Page text ->
# # # #

Labour market conditions over the next 10 years

Take a closer look at the projected labour demand and supply for this occupation over the 2019-2028 period. For more information on future job trends, go to the Canadian Occupational Projections System.


BALANCE: Labour demand and labour supply are expected to be broadly in line for this occupation group over the 2019-2028 period at the national level. The section below contains more detailed information regarding the outlook for this occupational group.

Employment in 2018


Median age of workers in 2018


Median retirement age in 2018


Detailed analysis

In order to determine the expected outlook of an occupation, the magnitude of the difference between the projected total numbers of new job seekers and job openings over the whole projection period (2019-2028) is analyzed in conjunction with an assessment of labour market conditions in recent years. The intention is to determine if recent labour market conditions (surplus, balance or shortage) are expected to persist or change over the period 2019-2028. For instance, if the analysis of key labour market indicators suggests that the number of job seekers was insufficient to fill the job openings (a shortage of workers) in an occupational group in recent years, the projections are used to assess if this situation will continue over the projection period or if the occupation will move towards balanced conditions.

Over the 2016-2018 period, employment in this occupational group increased slightly. However, the employment trend has been neutral since around 2006. The unemployment rate was stable, and remained well below the national average. Finally, the number of unemployed workers per job vacancy was about the same as the Canadian average in 2018. Hence, the analysis of key labour market indicators suggests that the number of job seekers was sufficient to fill the job openings in this occupational group over the 2016-2018 period.

For Life science professionals, over the period 2019-2028, new job openings (arising from expansion demand and replacement demand) are expected to total 8,000 , while 7,800 new job seekers (arising from school leavers, immigration and mobility) are expected to be available to fill them.

# # # #

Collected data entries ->
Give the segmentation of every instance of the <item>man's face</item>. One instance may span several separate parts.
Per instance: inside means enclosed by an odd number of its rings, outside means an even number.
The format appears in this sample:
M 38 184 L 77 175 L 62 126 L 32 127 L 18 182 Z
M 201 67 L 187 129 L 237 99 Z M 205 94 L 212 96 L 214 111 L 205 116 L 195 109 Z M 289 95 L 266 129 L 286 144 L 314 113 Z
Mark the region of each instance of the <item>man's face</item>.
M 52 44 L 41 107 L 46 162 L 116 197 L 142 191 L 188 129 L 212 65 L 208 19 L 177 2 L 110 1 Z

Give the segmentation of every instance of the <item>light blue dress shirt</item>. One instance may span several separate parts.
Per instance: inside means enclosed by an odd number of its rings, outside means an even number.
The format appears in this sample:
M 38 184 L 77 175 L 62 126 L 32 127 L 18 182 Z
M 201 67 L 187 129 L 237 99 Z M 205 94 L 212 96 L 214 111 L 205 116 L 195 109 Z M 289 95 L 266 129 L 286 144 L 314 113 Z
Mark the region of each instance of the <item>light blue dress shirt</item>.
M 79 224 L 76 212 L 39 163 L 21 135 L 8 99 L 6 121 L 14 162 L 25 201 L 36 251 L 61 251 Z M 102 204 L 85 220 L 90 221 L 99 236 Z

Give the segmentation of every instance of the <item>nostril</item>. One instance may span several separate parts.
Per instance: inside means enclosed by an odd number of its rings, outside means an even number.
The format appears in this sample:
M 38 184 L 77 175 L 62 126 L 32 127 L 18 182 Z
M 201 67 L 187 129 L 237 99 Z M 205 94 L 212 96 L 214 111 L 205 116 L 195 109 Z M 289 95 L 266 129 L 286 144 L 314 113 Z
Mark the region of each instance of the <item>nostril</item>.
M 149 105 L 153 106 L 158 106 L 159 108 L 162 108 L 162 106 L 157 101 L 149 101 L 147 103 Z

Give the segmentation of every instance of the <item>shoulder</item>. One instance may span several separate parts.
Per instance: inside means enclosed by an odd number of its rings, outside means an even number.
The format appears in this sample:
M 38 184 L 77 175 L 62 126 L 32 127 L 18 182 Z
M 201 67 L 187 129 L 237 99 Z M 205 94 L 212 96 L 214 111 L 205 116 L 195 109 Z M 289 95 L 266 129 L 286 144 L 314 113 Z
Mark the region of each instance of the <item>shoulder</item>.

# # # #

Requirement 1 -> Reproduce the stretch of the labour market outlook text from "Labour market conditions over" through "this occupational group.".
Requirement 2 ->
Answer these questions from the labour market outlook text:
(a) How did employment in this occupational group change over the 2016-2018 period?
(b) How did the group's unemployment rate compare with the national average?
(c) How many new job openings are expected for Life science professionals over 2019-2028?
Requirement 3 -> Write the next part of the labour market outlook text, picking up after its final sentence.
This material is separate from the labour market outlook text.

Exercise output 1 ->
Labour market conditions over the next 10 years

Take a closer look at the projected labour demand and supply for this occupation over the 2019-2028 period. For more information on future job trends, go to the Canadian Occupational Projections System.


BALANCE: Labour demand and labour supply are expected to be broadly in line for this occupation group over the 2019-2028 period at the national level. The section below contains more detailed information regarding the outlook for this occupational group.

Exercise output 2 ->
(a) It increased slightly.
(b) It remained well below the national average.
(c) 8,000.

Exercise output 3 ->
As job openings and job seekers are projected to be at relatively similar levels over the 2019-2028 period, it is expected that the balance between labour supply and demand seen in recent years will continue over the projection period. The majority of job openings are expected to arise from employment growth and retirements. The retirement rate is expected to be lower than the average of all occupations as these workers tend to retire later in their careers relative to the average. Indeed, retirements are expected to account for about half of total job openings, a proportion that is below the average of all occupations (about 59% of all job openings). Employment growth will turn positive and be similar to the average of all occupations. Budget constraints facing various levels of government are expected to ease over the projection period, while investments in the health and biomedical research sector will remain very strong, supporting the demand for workers in this occupation. With regard to labour supply, the majority of job seekers are projected to come from the school system because of the highly specialized nature of this occupation. Still, about one out of five job seekers (excluding mobility) are expected to be new entrants into the country. This occupational group is very popular among school leavers and new immigrants due to high wages and job quality. However, a significant number of workers will seek opportunities in other related professions, such as natural and applied science policy researchers, consultants and program officers' occupations (NOC 4161).